> **Tasks for this exercise**
1. Answer these from the tutorial on the Néel vector and spin waves below:
(a) In the example given, which spin is the Néel vector chosen to stay parallel to?
(b) Roughly how much energy does a spin "flip" require, and why?
(c) Who gave the quantum theory for antiferromagnetic spin waves?
2. Please extend the tutorial on the Néel vector and spin waves below, carrying it on from its final sentence.

> **Document section**

——————

Tutorial


Quantum Rotation of the Néel Vector and Discrete Spin Waves

The ground state of a ring of magnetic moments (spins) with antiferromagnetic next-neighbor interactions can be displayed, in a classical picture, as a series of arrows pointing up and downwards:


Ground-state spin configuration of an antiferromagnet.

To obtain this representation, the spin ring was "cut" and then unfolded into a linear chain (with periodic boundary conditions to reinforce the properties of a ring).

Because of the antiferromagnetic interactions, the spins are collinear in the ground state. Then the spin configuration can be represented by one single vector of unit length, which for example might be chosen to be always parallel to the leftmost spin in the above picture. This unit vector tracing the coherent motion of the individual spins is called the Néel vector. A Néel vector can be also defined quantum mechanically, but it becomes most useful if the individual spins are at least that large that their dynamics is well grasped by a semiclassical description. In a pure classical picture, as used above (and in the following) the quantum mechanical zero-point motion is neglected. But this is not too bad if the spins behave semiclassically, and we can use our classical thinking.

Having an idea of the ground state, one can discuss the possible excitations. One obvious excitation would be to "flip" one of the spins, or more precisely, to change the magnetic quantum number M by one unit (for an up-spin e.g. from M = s to M = s-1). For a spin with spin quantum number larger than s = 1/2, this actually corresponds more to a canting of the spin than to a complete flip. The energy required for such a "flip" is on the order of twice the exchange energy as we have to break up two of the antiferromagnetic bonds. However, importantly, such spin-flip states are NOT eigenstates of the Hamiltonian (as one can choose any one of the N spins of the ring for the flip, there are N such states). That is, the matrix elements <spin n flipped|H|spin n+1 flipped> are not zero and the flip excitation can "hop" along the ring from one site to the next. Because of the non-zero hopping integrals of the localized spin-flip excitations, they have to be combined to form delocalized, wave-like excitations characterized by a wave vector k. These are the celebrated spin waves. The quantum theory for the antiferromagnetic spin waves was given already more than 50 years ago in a seminal paper of P. W. Anderson. The characteristic feature of the spin waves is that, in a classical picture, the endpoints of the spin arrows rotate around their up und down orientations, but such that the relative phases, determined by the wave vector k, remain constant in time. This results in a wave-like behavior, as it is shown here:


Spin-wave excitation in an antiferromagnet.

——————

> **Data lines**
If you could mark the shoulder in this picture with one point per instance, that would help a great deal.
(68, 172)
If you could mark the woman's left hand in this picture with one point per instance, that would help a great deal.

——————

> **Results for each task**
1.
(a) The leftmost spin in the picture.
(b) On the order of twice the exchange energy, because two of the antiferromagnetic bonds have to be broken.
(c) P. W. Anderson.

2.
Energy wise, the spin waves form an energy band with excitation energies e(q) = 2 s sin( 2pi/N q), where q is the shift quantum number (which is proportional to the wave vector k) with values q = 0, 1, ..., N-1.

Apparently, the situation is very similar to what is happening in solid state physics in the buildup of a crystal from individual atoms. Here, the localized excitations are the electronic excitations of individual atoms. However, the more the atoms approach each other, the more the atomic wave functions overlap (or more precisely, the more the matrix elements <atom1|H|atom2> increase), and the initially degenerate states spread out to form an electronic band with the Bloch waves as resulting wave functions.

However, the spin waves are not the only possible excitations. In fact, there is a second kind of excitation which is even lower in energy: the spins being parallel in the ground-state can change their orientation in space coherently. That is, the Néel vector may rotate. The required energy for that is lower than the excitation of a spin wave since it is not necessary to break up any of the antiferromagnetic bonds here. In our classical picture, the motion is such that the spins always stay in parallel. This excitation mode may be picturized as follows:


Coherent motion of the ground-state spin configuration.

The long, dark green arrow to the right is supposed to represent the Néel vector reflecting the coherent motion of the antiferromagnetic spin configuration, though it is not of unit length here.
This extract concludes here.